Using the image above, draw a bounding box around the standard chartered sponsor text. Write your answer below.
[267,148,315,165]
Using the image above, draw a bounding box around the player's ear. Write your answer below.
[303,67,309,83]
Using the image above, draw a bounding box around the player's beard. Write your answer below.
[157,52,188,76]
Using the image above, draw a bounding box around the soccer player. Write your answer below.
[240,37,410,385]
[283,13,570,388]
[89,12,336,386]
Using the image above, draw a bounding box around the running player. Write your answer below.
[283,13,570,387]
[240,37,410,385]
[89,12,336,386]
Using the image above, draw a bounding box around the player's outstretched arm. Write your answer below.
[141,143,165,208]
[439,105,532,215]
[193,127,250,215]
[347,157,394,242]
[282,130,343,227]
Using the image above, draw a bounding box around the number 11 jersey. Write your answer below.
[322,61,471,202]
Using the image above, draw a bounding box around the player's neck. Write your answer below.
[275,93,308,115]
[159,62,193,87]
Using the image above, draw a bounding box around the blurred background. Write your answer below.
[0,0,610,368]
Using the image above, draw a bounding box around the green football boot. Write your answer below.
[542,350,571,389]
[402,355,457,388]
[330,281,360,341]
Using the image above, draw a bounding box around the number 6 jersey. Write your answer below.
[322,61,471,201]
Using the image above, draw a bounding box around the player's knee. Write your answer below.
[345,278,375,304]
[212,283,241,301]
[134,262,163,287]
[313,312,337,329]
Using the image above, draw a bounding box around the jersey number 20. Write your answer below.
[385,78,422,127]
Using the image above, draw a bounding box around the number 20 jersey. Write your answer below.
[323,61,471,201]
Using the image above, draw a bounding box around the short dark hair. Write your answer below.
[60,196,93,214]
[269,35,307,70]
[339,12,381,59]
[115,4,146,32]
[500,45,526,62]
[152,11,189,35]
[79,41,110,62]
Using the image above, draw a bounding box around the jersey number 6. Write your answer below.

○ ○ ○ ○

Instruction => Copy every row above that contains the word "jersey", and treat uppercase and lowercase as different.

Answer to the exercise =>
Using the image above, draw a bounding box around the number 11 jersey. Write your answer below.
Using the image above, draw a bounding box around the number 6 jersey. Write your answer below.
Using the image above, draw a bounding box around the jersey number 20. Write your answer below.
Using the image above, draw a bounding box around the number 20 jersey. Write your answer below.
Using the image above, draw a bounding box around the jersey number 6. Write your answer below.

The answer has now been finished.